Goal of the exercise
Only the line containing "Target: balloon envelope" and the lines after it, through the end of the entries, should be output exactly.
═════ Records provided ═════
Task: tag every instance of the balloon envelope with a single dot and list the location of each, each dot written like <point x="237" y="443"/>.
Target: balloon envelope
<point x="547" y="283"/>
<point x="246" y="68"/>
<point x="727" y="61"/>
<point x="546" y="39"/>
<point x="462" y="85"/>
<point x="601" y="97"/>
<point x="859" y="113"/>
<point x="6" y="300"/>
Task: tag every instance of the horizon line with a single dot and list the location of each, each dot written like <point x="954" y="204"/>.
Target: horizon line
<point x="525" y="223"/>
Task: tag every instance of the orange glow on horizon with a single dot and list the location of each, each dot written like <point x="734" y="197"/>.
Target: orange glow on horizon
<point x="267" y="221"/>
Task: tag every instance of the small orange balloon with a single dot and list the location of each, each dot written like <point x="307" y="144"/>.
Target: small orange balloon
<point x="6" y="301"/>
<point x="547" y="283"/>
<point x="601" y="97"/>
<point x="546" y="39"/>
═════
Written solution
Target: balloon envelope
<point x="547" y="283"/>
<point x="246" y="68"/>
<point x="727" y="61"/>
<point x="546" y="39"/>
<point x="462" y="85"/>
<point x="601" y="97"/>
<point x="859" y="113"/>
<point x="6" y="300"/>
Task: tag every instance of the horizon line with a single dot and list the location of each, each dot written like <point x="954" y="204"/>.
Target: horizon line
<point x="525" y="223"/>
Task: tag every instance of the orange glow on horizon with a single dot and list the location of each, each dot written like <point x="734" y="197"/>.
Target: orange glow on horizon
<point x="267" y="221"/>
Task: tag every instance of the small orange balloon with a single dot and list the location of each, each dot written like <point x="307" y="144"/>.
Target: small orange balloon
<point x="6" y="301"/>
<point x="547" y="283"/>
<point x="601" y="97"/>
<point x="546" y="39"/>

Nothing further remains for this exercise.